▸ Provided passage
* * * * *

In-Depth Analysis of One Selector-One Resistor Crossbar Array for Its Writing and Reading Operations for Hardware Neural Network with Finite Wire Resistance

This work provides a comprehensive analytical analysis of one-selector-one-resistor (1S1R) crossbar array (CBA) device for hardware neural network (HNN) applications. Simplified analytical device models are prepared from a particular 1S1R device to validate the analysis. The read margin (RM) analysis results show that the V/3 voltage scheme and reduced selector leakage are necessary to maximize the RM and maximum operable size N of the CBA, where N indicates the number of wires (word line or bit line). The write margin (WM) analysis results show that the unwanted switching of the unselected cell during the write operation is unlikely in the 1S1R CBA even with a large N value, despite a voltage drop along the interconnection wire. The analysis of simultaneous multiply-and-accumulate operations is conducted using the analytical method to examine the influence of voltage drop according to the wire and memory cells in HNN applications. Reducing the wire resistance and on-state conductance increases the available N value when the selector operates near the threshold conditions. The proposed analytical model can estimate the maximum accuracy degradation of the HNN through the involvement of the unintentional voltage drop.

* * * * *

In the crossbar array abstract, what does the symbol N stand for?

* * * * *

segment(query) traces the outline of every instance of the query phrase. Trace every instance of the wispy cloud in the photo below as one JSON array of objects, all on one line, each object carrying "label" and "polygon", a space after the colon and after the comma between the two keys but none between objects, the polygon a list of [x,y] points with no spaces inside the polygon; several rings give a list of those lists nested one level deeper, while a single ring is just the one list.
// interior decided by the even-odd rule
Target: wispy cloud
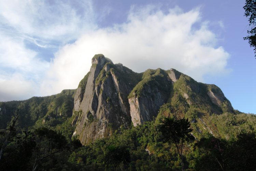
[{"label": "wispy cloud", "polygon": [[[126,22],[100,28],[89,2],[29,2],[0,5],[0,36],[6,40],[0,42],[4,54],[0,56],[0,70],[5,71],[0,75],[0,96],[10,93],[12,99],[24,99],[21,97],[29,97],[26,92],[42,96],[76,88],[89,71],[91,58],[99,53],[137,72],[173,68],[198,81],[228,72],[229,54],[217,46],[218,38],[208,22],[201,21],[199,9],[164,12],[153,5],[134,6]],[[47,62],[25,40],[43,48],[55,47],[54,41],[63,43]],[[15,80],[22,85],[13,87],[14,91],[8,87]]]},{"label": "wispy cloud", "polygon": [[[199,29],[193,27],[200,25]],[[176,7],[165,13],[152,6],[131,11],[126,22],[84,34],[55,54],[43,87],[57,92],[76,87],[89,71],[94,54],[137,72],[148,68],[176,68],[199,81],[204,76],[227,73],[229,55],[198,9],[184,13]],[[49,83],[50,82],[51,83]]]}]

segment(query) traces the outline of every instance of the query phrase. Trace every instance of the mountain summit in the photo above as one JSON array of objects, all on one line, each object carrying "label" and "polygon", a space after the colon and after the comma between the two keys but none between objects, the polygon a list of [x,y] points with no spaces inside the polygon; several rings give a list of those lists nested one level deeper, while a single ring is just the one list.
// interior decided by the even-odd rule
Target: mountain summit
[{"label": "mountain summit", "polygon": [[102,54],[95,55],[74,97],[73,135],[83,144],[121,125],[136,126],[171,115],[196,123],[198,134],[203,129],[218,134],[205,116],[233,112],[218,87],[197,82],[174,69],[138,73]]}]

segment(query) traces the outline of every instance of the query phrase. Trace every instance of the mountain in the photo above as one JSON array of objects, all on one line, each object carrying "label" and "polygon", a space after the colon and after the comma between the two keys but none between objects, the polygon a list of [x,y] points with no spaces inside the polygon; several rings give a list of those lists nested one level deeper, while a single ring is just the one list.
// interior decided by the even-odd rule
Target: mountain
[{"label": "mountain", "polygon": [[199,133],[207,129],[217,134],[205,116],[233,111],[214,85],[198,82],[174,69],[137,73],[98,54],[74,96],[73,135],[86,144],[121,125],[136,126],[171,115],[188,118]]},{"label": "mountain", "polygon": [[0,129],[18,112],[18,128],[47,127],[68,139],[75,136],[83,144],[120,127],[158,123],[165,117],[188,118],[198,139],[210,133],[228,140],[255,130],[255,116],[234,110],[215,85],[198,82],[174,69],[136,73],[102,54],[91,62],[76,90],[0,102]]}]

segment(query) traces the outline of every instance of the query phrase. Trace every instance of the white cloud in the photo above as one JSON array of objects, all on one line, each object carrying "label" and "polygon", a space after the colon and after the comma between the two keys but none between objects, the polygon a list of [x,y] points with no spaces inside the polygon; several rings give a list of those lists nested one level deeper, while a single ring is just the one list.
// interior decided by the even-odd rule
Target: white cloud
[{"label": "white cloud", "polygon": [[[153,6],[134,7],[126,22],[97,29],[89,2],[80,4],[81,9],[89,7],[81,12],[61,1],[57,6],[38,2],[37,5],[33,1],[9,1],[8,5],[0,5],[0,24],[5,28],[0,29],[3,54],[0,56],[0,101],[76,88],[97,53],[137,72],[173,68],[199,81],[205,75],[228,72],[229,54],[216,46],[218,40],[208,22],[201,21],[199,9],[185,13],[176,7],[164,13]],[[195,24],[200,27],[193,27]],[[8,34],[6,26],[12,28]],[[79,35],[74,43],[60,48],[50,62],[36,57],[37,52],[24,43],[29,40],[41,47],[49,47],[52,45],[47,43],[51,41],[67,42]]]},{"label": "white cloud", "polygon": [[[152,6],[133,10],[127,22],[85,34],[60,49],[44,87],[51,85],[52,93],[76,88],[89,70],[91,58],[99,53],[136,72],[173,68],[198,81],[228,72],[229,55],[216,46],[218,40],[208,22],[200,20],[199,9],[184,13],[176,7],[167,14]],[[193,27],[196,23],[199,29]]]}]

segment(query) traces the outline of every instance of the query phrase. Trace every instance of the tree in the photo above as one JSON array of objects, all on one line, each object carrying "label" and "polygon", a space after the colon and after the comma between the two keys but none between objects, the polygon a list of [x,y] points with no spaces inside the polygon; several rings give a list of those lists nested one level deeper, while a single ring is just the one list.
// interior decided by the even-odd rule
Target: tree
[{"label": "tree", "polygon": [[120,162],[126,164],[130,161],[130,151],[124,145],[110,145],[106,147],[105,158],[107,164],[112,165],[115,171]]},{"label": "tree", "polygon": [[243,7],[245,10],[244,16],[249,17],[249,26],[252,29],[247,31],[248,35],[244,37],[244,40],[248,40],[250,46],[253,47],[256,57],[256,0],[246,0],[246,2]]},{"label": "tree", "polygon": [[9,143],[12,141],[16,135],[16,122],[19,117],[18,114],[18,109],[14,113],[13,116],[9,125],[4,133],[0,134],[0,160]]},{"label": "tree", "polygon": [[36,129],[33,139],[36,142],[34,150],[34,158],[32,171],[35,170],[44,159],[67,148],[65,137],[51,129],[42,127]]},{"label": "tree", "polygon": [[189,128],[188,119],[175,120],[174,118],[166,118],[160,121],[159,129],[162,133],[164,141],[175,144],[178,154],[181,161],[182,170],[184,166],[182,158],[184,143],[185,141],[194,139],[190,133],[192,129]]}]

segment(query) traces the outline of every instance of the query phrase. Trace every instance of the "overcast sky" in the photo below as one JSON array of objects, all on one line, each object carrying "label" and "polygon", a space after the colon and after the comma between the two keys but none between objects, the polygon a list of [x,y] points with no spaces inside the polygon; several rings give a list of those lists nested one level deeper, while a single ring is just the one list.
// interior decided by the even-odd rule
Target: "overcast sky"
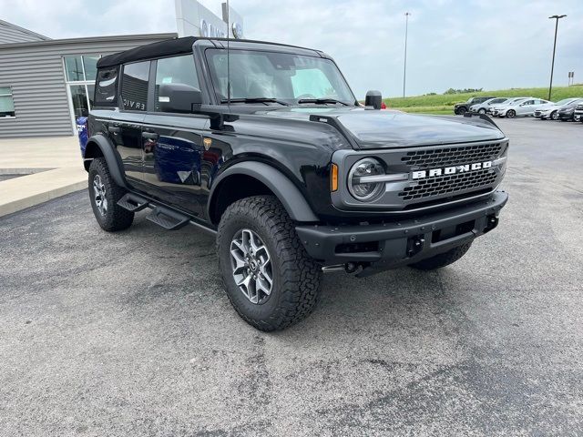
[{"label": "overcast sky", "polygon": [[[201,3],[220,15],[221,0]],[[556,85],[583,82],[583,0],[231,0],[245,37],[323,50],[358,97],[449,87],[548,86],[555,20]],[[52,38],[176,32],[174,0],[0,0],[0,19]]]}]

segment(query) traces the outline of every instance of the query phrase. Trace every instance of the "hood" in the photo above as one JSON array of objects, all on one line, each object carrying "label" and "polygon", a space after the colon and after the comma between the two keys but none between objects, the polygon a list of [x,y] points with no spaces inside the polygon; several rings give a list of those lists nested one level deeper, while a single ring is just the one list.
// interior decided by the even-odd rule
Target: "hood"
[{"label": "hood", "polygon": [[261,115],[305,121],[310,120],[311,115],[333,117],[352,136],[358,148],[429,146],[504,137],[496,125],[478,117],[420,116],[360,107],[285,107],[263,111]]}]

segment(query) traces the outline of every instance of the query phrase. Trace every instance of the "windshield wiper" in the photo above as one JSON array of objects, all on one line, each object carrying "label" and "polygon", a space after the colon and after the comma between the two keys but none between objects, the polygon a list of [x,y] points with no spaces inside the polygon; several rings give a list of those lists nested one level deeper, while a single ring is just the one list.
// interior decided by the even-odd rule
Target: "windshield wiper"
[{"label": "windshield wiper", "polygon": [[345,107],[349,106],[347,103],[341,102],[340,100],[336,100],[335,98],[301,98],[300,100],[298,100],[298,104],[301,105],[302,103],[340,103],[341,105],[344,105]]},{"label": "windshield wiper", "polygon": [[[223,98],[220,100],[220,103],[229,103],[229,99]],[[280,105],[283,105],[285,107],[289,107],[290,104],[284,102],[283,100],[278,100],[273,97],[238,97],[231,98],[231,103],[279,103]]]}]

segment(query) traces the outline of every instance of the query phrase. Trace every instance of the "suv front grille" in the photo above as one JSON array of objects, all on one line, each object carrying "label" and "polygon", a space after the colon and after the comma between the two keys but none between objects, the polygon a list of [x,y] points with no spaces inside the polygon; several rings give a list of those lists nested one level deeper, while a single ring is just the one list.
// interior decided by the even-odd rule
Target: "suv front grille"
[{"label": "suv front grille", "polygon": [[[441,146],[412,149],[402,153],[400,161],[408,171],[430,170],[486,161],[495,161],[506,155],[508,143],[497,141],[482,144]],[[401,186],[394,194],[405,208],[438,198],[473,196],[476,192],[493,189],[499,183],[501,173],[496,167],[452,175],[440,175]]]},{"label": "suv front grille", "polygon": [[469,171],[456,175],[440,176],[418,181],[417,185],[405,187],[399,193],[403,200],[416,200],[442,194],[455,195],[461,191],[479,189],[496,182],[497,176],[491,168]]},{"label": "suv front grille", "polygon": [[407,152],[401,160],[412,168],[434,168],[456,166],[473,162],[487,161],[500,156],[501,143],[482,144],[476,146],[451,147],[445,148],[415,150]]}]

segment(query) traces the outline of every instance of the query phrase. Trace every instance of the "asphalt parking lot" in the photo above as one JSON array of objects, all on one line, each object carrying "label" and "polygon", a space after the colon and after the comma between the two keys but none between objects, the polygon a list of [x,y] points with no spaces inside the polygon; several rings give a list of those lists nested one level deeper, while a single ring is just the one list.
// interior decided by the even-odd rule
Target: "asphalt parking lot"
[{"label": "asphalt parking lot", "polygon": [[265,334],[214,241],[85,191],[0,218],[0,435],[581,435],[583,124],[500,120],[500,226],[457,263],[325,276]]}]

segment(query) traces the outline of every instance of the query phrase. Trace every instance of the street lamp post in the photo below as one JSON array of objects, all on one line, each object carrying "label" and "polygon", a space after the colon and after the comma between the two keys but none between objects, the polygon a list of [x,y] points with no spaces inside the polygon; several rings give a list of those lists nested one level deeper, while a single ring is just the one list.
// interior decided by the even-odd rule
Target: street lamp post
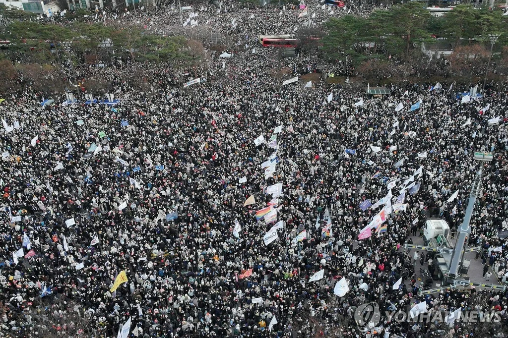
[{"label": "street lamp post", "polygon": [[487,70],[485,71],[485,78],[483,80],[483,86],[482,87],[482,91],[485,91],[485,84],[487,83],[487,75],[489,74],[489,67],[490,66],[490,60],[492,58],[492,48],[494,48],[494,44],[497,41],[499,35],[495,34],[489,34],[489,40],[490,41],[490,53],[489,54],[489,62],[487,64]]}]

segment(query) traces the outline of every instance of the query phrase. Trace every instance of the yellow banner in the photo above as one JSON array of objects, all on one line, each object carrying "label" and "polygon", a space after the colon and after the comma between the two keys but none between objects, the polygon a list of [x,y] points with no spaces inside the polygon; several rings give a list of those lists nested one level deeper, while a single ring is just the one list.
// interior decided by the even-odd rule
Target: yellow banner
[{"label": "yellow banner", "polygon": [[122,270],[118,274],[118,275],[116,276],[116,278],[115,279],[115,282],[113,283],[113,286],[109,290],[110,292],[114,292],[116,289],[120,286],[120,285],[126,282],[128,280],[127,279],[127,275],[125,275],[125,272],[124,270]]}]

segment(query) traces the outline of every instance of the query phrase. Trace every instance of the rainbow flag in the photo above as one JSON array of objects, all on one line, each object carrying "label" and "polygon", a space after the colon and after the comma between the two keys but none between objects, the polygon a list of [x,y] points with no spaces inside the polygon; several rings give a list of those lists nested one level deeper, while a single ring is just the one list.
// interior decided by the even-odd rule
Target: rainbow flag
[{"label": "rainbow flag", "polygon": [[258,210],[256,213],[256,219],[257,220],[261,220],[262,218],[265,217],[265,215],[268,215],[273,209],[273,207],[271,206],[267,207],[264,208],[261,210]]},{"label": "rainbow flag", "polygon": [[376,233],[383,233],[383,232],[386,232],[387,229],[386,224],[379,224],[376,228]]}]

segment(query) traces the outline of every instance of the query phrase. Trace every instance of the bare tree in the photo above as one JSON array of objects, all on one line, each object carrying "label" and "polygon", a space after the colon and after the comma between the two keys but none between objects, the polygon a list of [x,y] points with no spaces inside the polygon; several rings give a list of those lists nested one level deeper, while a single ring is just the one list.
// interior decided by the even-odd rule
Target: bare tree
[{"label": "bare tree", "polygon": [[16,69],[9,60],[0,61],[0,78],[2,79],[0,84],[0,92],[7,93],[17,91],[19,89],[19,84],[17,81],[18,73]]}]

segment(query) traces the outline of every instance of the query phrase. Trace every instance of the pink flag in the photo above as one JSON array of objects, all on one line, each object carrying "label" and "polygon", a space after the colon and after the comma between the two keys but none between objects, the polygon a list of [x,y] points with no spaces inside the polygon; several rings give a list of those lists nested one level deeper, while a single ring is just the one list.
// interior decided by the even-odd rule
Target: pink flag
[{"label": "pink flag", "polygon": [[246,277],[248,277],[249,276],[251,275],[252,274],[252,269],[249,269],[248,270],[247,270],[247,271],[246,271],[245,272],[245,273],[242,274],[241,275],[240,275],[240,276],[238,276],[238,278],[239,278],[240,279],[242,279],[242,278],[245,278]]},{"label": "pink flag", "polygon": [[372,234],[372,233],[370,231],[370,227],[367,227],[358,235],[358,240],[365,240],[366,238],[369,238],[370,237]]},{"label": "pink flag", "polygon": [[33,249],[26,253],[26,254],[25,255],[25,258],[28,258],[33,256],[35,256],[35,251],[34,251]]}]

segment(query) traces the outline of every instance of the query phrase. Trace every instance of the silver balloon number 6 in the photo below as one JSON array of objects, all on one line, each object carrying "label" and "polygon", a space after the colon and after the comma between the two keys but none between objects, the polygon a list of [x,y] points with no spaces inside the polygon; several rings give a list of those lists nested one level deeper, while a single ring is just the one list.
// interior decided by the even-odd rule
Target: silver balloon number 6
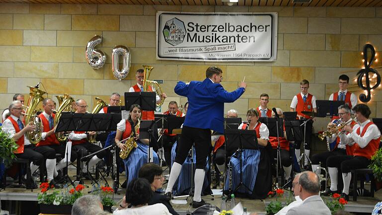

* * * * *

▸ Result
The number of wires (word line or bit line) in the crossbar array.